#### Exercise objective:
Rewrite these lines so that every "Where can you spot" becomes "Where do you see", leaving everything else unchanged.

:: Dataset extract ::

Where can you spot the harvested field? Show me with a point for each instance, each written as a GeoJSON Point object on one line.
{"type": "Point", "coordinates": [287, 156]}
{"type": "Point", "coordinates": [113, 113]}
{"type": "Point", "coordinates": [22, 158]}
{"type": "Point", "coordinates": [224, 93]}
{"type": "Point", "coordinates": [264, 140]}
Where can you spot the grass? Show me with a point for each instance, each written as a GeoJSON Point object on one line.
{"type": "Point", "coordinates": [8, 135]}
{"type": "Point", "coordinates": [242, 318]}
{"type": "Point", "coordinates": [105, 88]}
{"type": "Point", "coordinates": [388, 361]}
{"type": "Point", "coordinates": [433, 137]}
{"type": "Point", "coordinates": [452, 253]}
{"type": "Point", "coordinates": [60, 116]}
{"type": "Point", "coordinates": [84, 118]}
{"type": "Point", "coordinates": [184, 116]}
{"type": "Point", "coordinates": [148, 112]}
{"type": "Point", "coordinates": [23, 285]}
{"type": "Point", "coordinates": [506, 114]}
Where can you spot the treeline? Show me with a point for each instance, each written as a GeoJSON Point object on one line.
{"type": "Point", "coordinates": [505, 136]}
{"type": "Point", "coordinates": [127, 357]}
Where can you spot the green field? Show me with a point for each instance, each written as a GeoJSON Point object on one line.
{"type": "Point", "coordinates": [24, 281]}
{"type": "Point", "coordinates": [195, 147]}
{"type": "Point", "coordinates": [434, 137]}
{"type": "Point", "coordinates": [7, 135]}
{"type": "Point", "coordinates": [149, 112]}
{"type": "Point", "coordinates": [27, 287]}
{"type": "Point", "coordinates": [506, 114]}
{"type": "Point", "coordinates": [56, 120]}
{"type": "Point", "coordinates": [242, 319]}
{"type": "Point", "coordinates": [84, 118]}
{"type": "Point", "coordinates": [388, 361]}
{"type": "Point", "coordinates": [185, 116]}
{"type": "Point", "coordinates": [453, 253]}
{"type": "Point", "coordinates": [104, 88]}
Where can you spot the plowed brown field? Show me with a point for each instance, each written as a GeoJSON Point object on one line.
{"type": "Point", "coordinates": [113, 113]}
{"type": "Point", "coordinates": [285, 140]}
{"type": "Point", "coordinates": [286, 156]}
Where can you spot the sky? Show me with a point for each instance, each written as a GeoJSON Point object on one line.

:::

#### Final result:
Where do you see the harvested field? Show me with a point for each instance, each written as a GeoJSON Point object on one line.
{"type": "Point", "coordinates": [287, 156]}
{"type": "Point", "coordinates": [113, 113]}
{"type": "Point", "coordinates": [22, 158]}
{"type": "Point", "coordinates": [224, 93]}
{"type": "Point", "coordinates": [264, 140]}
Where do you see the grass? Show me with a point for each instance, each written as a GeoJSON Point object on one line.
{"type": "Point", "coordinates": [8, 135]}
{"type": "Point", "coordinates": [242, 318]}
{"type": "Point", "coordinates": [105, 88]}
{"type": "Point", "coordinates": [388, 361]}
{"type": "Point", "coordinates": [433, 137]}
{"type": "Point", "coordinates": [452, 253]}
{"type": "Point", "coordinates": [60, 116]}
{"type": "Point", "coordinates": [84, 118]}
{"type": "Point", "coordinates": [184, 116]}
{"type": "Point", "coordinates": [148, 112]}
{"type": "Point", "coordinates": [23, 285]}
{"type": "Point", "coordinates": [506, 114]}
Where do you see the treeline? Show me with a point for each instance, each written as a GeoJSON Point object on one line.
{"type": "Point", "coordinates": [505, 136]}
{"type": "Point", "coordinates": [127, 357]}
Where do you see the green field? Show me with a point for each instance, each written as a GeoJSON Point object on one line.
{"type": "Point", "coordinates": [24, 281]}
{"type": "Point", "coordinates": [195, 147]}
{"type": "Point", "coordinates": [434, 137]}
{"type": "Point", "coordinates": [7, 135]}
{"type": "Point", "coordinates": [149, 112]}
{"type": "Point", "coordinates": [27, 287]}
{"type": "Point", "coordinates": [506, 114]}
{"type": "Point", "coordinates": [56, 120]}
{"type": "Point", "coordinates": [242, 319]}
{"type": "Point", "coordinates": [84, 118]}
{"type": "Point", "coordinates": [388, 361]}
{"type": "Point", "coordinates": [185, 116]}
{"type": "Point", "coordinates": [453, 253]}
{"type": "Point", "coordinates": [104, 88]}
Where do you see the plowed brown field? Show me with a point for each instance, each written as a GeoJSON Point object on one line.
{"type": "Point", "coordinates": [113, 113]}
{"type": "Point", "coordinates": [285, 140]}
{"type": "Point", "coordinates": [286, 156]}
Where do you see the sky? Show me with a point for each instance, each written as a GeoJSON Point object on one line.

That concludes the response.